**DO THIS:**
Update the part of the listing that runs from its start through the line containing "xmin=248 ymin=260 xmax=349 ymax=363", both ends included, replacing "recliner" with "armchair" and changing nothing else. Return only those lines, and leave out the picture.

>> BEGIN

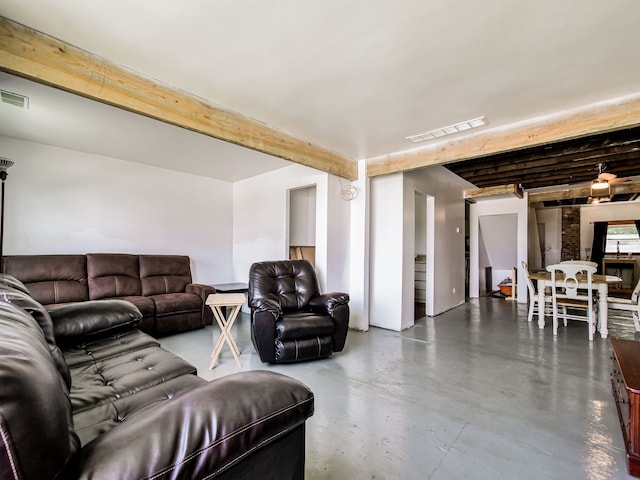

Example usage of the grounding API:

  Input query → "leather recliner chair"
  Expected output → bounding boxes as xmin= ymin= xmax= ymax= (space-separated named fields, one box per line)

xmin=248 ymin=260 xmax=349 ymax=363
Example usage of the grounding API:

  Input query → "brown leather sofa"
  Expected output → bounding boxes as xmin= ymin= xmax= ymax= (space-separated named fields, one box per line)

xmin=2 ymin=253 xmax=215 ymax=336
xmin=0 ymin=275 xmax=314 ymax=480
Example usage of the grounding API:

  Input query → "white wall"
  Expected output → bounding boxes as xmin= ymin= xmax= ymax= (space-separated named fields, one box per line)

xmin=0 ymin=137 xmax=233 ymax=283
xmin=369 ymin=173 xmax=402 ymax=330
xmin=469 ymin=193 xmax=529 ymax=303
xmin=233 ymin=165 xmax=350 ymax=292
xmin=478 ymin=213 xmax=518 ymax=291
xmin=369 ymin=166 xmax=469 ymax=330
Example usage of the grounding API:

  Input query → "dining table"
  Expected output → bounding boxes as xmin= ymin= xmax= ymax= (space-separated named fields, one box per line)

xmin=529 ymin=271 xmax=622 ymax=338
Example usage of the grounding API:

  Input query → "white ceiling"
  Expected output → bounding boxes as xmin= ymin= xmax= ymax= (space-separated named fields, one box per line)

xmin=0 ymin=0 xmax=640 ymax=181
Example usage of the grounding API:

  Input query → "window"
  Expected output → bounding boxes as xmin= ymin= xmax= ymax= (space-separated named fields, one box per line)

xmin=606 ymin=221 xmax=640 ymax=255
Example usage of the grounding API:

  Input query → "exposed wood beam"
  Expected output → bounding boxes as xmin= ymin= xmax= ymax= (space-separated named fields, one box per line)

xmin=528 ymin=181 xmax=640 ymax=203
xmin=367 ymin=96 xmax=640 ymax=177
xmin=0 ymin=17 xmax=358 ymax=180
xmin=464 ymin=183 xmax=522 ymax=199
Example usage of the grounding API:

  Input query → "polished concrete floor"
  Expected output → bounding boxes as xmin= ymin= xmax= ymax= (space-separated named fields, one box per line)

xmin=161 ymin=298 xmax=640 ymax=480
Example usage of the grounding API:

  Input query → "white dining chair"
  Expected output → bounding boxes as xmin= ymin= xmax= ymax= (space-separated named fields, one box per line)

xmin=547 ymin=263 xmax=597 ymax=341
xmin=607 ymin=279 xmax=640 ymax=332
xmin=522 ymin=262 xmax=552 ymax=322
xmin=560 ymin=260 xmax=598 ymax=269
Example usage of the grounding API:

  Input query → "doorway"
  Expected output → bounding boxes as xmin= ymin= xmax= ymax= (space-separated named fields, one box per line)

xmin=413 ymin=191 xmax=435 ymax=319
xmin=288 ymin=185 xmax=316 ymax=266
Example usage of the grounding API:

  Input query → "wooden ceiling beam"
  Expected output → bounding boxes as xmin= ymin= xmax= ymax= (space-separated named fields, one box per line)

xmin=464 ymin=183 xmax=523 ymax=200
xmin=0 ymin=17 xmax=358 ymax=180
xmin=528 ymin=181 xmax=640 ymax=203
xmin=367 ymin=96 xmax=640 ymax=177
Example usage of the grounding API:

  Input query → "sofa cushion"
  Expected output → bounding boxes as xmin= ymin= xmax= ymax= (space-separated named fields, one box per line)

xmin=87 ymin=253 xmax=142 ymax=300
xmin=63 ymin=329 xmax=160 ymax=368
xmin=0 ymin=287 xmax=71 ymax=388
xmin=71 ymin=346 xmax=196 ymax=415
xmin=49 ymin=300 xmax=142 ymax=341
xmin=0 ymin=302 xmax=80 ymax=479
xmin=140 ymin=255 xmax=191 ymax=296
xmin=149 ymin=293 xmax=202 ymax=317
xmin=3 ymin=255 xmax=89 ymax=305
xmin=73 ymin=375 xmax=206 ymax=445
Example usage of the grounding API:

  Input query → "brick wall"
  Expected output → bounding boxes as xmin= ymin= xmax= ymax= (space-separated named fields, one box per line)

xmin=560 ymin=207 xmax=580 ymax=261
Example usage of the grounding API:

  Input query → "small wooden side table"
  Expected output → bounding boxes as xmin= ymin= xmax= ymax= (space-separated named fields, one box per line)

xmin=206 ymin=293 xmax=245 ymax=370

>> END

**SOLUTION:**
Example usage of the grounding API:

  Input query → "leather armchair chair"
  Expected output → bounding boxes as xmin= ymin= xmax= ymax= (space-separated named fields, one box per line)

xmin=248 ymin=260 xmax=349 ymax=363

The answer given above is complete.